• **MATERIAL PROVIDED**:
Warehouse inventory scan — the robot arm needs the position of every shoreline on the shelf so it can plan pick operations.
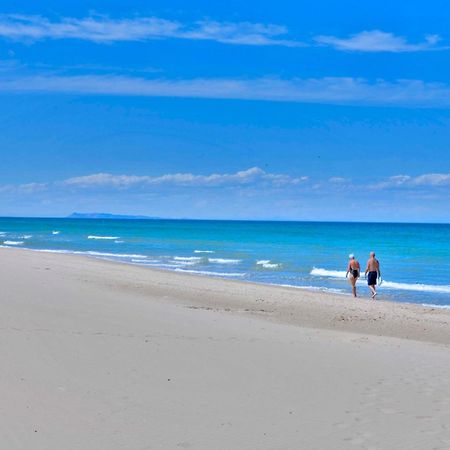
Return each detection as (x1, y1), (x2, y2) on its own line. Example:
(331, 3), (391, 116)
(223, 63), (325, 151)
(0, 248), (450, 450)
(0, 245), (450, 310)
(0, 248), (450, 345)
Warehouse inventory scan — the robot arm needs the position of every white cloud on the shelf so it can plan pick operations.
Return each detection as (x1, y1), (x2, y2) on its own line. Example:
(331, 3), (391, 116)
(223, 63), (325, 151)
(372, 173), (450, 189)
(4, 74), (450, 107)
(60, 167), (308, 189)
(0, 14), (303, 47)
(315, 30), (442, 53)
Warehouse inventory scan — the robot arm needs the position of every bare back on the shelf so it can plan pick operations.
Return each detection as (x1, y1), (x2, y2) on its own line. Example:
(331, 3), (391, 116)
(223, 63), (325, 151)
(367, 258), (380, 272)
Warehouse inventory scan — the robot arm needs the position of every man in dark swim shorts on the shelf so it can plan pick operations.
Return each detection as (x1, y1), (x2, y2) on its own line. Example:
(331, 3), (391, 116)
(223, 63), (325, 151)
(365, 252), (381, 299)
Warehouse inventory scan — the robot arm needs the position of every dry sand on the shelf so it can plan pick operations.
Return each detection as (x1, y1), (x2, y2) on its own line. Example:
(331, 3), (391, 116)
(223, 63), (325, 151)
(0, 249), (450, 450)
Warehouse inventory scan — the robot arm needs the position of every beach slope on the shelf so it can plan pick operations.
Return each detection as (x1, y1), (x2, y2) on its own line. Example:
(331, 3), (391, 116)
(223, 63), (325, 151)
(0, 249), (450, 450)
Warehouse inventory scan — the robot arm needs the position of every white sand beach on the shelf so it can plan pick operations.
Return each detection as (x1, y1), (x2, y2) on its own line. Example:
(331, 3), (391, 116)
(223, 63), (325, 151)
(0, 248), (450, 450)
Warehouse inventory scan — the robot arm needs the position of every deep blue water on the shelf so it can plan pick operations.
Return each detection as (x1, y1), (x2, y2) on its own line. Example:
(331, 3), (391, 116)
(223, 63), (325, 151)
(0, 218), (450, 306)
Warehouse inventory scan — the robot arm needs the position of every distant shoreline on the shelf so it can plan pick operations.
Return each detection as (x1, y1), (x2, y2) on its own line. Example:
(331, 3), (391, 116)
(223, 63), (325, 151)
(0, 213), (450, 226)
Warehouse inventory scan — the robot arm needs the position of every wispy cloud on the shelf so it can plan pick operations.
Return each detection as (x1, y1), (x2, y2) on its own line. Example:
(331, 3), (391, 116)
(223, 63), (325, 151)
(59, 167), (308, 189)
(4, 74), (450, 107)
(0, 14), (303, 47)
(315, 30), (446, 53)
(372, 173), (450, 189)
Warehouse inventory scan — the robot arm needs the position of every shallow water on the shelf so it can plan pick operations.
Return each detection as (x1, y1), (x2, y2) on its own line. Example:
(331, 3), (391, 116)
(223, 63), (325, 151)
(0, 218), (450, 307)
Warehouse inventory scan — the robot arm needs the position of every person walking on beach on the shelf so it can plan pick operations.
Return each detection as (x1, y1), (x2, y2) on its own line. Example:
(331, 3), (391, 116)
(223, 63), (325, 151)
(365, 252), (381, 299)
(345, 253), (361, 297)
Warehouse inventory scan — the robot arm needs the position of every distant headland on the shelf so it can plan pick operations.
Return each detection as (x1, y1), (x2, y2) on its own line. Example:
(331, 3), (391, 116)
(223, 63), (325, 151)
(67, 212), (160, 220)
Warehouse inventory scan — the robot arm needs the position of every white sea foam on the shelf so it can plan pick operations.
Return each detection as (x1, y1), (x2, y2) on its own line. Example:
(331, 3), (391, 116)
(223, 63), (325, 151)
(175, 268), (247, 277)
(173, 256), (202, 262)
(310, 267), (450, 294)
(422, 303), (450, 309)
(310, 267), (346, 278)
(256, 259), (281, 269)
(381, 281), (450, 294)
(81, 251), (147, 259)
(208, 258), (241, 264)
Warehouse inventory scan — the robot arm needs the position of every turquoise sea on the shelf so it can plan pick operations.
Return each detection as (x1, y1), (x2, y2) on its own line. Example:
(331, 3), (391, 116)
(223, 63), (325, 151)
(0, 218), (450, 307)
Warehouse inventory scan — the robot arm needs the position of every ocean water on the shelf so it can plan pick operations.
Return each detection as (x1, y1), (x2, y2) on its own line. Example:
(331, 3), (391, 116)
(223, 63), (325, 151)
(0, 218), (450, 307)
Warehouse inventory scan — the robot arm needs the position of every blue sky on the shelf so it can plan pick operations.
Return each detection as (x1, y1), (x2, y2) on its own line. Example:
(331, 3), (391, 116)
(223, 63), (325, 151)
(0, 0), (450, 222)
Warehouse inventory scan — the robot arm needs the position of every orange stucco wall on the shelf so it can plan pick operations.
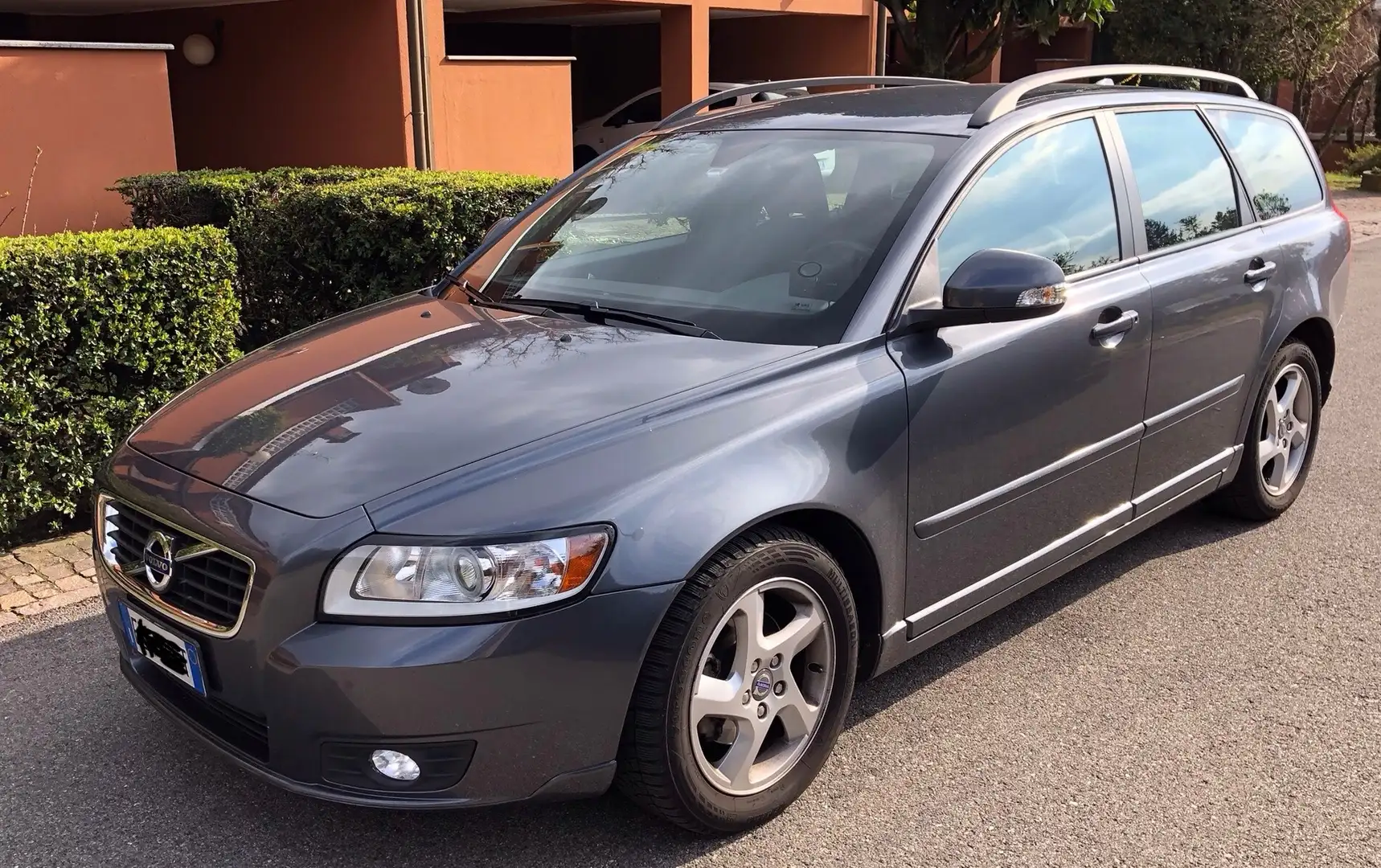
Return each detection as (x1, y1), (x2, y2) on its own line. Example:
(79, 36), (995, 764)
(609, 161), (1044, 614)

* * *

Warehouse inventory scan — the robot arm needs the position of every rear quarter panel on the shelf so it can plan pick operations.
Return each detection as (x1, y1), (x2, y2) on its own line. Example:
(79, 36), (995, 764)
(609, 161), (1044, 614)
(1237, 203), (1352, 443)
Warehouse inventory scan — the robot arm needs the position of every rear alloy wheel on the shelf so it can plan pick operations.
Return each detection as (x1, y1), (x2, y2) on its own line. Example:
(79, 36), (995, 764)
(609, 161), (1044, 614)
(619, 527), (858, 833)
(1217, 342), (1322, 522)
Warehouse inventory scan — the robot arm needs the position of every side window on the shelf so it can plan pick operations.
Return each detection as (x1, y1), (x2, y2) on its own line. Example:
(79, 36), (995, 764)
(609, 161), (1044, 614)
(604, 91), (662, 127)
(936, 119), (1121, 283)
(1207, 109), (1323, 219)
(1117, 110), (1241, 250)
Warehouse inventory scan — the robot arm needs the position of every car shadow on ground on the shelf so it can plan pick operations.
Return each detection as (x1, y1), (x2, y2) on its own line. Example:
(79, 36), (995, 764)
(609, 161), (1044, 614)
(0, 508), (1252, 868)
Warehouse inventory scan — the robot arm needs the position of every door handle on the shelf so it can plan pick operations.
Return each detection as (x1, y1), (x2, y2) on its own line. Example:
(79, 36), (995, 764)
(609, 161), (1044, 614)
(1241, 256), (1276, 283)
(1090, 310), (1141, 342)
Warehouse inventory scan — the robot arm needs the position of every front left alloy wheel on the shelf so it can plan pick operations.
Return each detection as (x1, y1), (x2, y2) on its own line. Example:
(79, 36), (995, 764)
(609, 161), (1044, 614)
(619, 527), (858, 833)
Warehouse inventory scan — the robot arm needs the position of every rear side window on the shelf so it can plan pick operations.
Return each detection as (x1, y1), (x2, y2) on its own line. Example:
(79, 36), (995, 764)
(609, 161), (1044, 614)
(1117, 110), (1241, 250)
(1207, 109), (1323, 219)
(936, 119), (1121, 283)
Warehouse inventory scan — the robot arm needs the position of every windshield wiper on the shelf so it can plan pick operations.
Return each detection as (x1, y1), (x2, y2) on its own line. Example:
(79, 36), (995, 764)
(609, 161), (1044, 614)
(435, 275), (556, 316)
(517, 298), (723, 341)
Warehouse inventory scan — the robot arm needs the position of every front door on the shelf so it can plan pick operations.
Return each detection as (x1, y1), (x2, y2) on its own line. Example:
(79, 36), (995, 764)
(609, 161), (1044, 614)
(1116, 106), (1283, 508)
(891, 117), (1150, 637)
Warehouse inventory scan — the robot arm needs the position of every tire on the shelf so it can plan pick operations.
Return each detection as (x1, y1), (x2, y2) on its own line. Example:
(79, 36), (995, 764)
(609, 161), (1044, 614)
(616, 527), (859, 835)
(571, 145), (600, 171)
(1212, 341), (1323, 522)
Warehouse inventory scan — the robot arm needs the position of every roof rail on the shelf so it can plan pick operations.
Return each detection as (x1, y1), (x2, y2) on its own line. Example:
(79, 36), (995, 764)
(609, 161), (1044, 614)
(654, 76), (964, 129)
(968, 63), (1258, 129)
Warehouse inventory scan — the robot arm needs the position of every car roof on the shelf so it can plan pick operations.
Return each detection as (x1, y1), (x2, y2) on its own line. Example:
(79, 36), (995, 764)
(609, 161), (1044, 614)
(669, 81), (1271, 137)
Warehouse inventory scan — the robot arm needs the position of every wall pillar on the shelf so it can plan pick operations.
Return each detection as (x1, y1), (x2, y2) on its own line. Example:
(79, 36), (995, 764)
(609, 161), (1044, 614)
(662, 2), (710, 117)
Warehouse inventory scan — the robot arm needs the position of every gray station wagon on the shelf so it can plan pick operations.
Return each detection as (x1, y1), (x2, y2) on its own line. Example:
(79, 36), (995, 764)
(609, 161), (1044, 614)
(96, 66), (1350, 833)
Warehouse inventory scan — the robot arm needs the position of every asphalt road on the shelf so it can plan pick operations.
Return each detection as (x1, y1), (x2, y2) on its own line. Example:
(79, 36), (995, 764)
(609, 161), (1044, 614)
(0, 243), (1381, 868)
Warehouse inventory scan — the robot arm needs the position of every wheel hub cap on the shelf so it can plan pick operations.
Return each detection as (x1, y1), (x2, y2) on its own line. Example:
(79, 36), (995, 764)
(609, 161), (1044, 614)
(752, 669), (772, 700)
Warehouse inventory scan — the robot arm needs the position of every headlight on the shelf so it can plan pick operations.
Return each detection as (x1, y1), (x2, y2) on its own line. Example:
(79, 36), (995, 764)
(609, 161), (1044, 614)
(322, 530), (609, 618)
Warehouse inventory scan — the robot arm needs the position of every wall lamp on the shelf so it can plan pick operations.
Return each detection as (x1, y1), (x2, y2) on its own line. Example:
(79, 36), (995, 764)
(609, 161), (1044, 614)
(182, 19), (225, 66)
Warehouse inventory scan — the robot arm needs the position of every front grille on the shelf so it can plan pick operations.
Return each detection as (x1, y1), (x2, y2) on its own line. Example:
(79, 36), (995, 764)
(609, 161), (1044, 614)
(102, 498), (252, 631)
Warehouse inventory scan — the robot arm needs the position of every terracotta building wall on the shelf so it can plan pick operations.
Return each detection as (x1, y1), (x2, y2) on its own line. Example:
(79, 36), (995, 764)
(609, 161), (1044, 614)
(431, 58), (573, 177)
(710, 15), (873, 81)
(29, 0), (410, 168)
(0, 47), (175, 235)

• **THE TASK**: Copy out, word for word, the part of the entries that opens with the line containing "of every terracotta" and closes with the line containing "(0, 47), (175, 235)", including both of those lines.

• **EXERCISE OUTPUT**:
Warehouse inventory scan — the robot arm needs the position of every terracotta building wall on the shelf so it can plan pick operations.
Return each detection as (x1, y1), (x2, y2) on its own line. Example:
(79, 36), (995, 764)
(609, 161), (1044, 614)
(431, 58), (573, 177)
(710, 15), (873, 81)
(29, 0), (410, 168)
(0, 47), (175, 235)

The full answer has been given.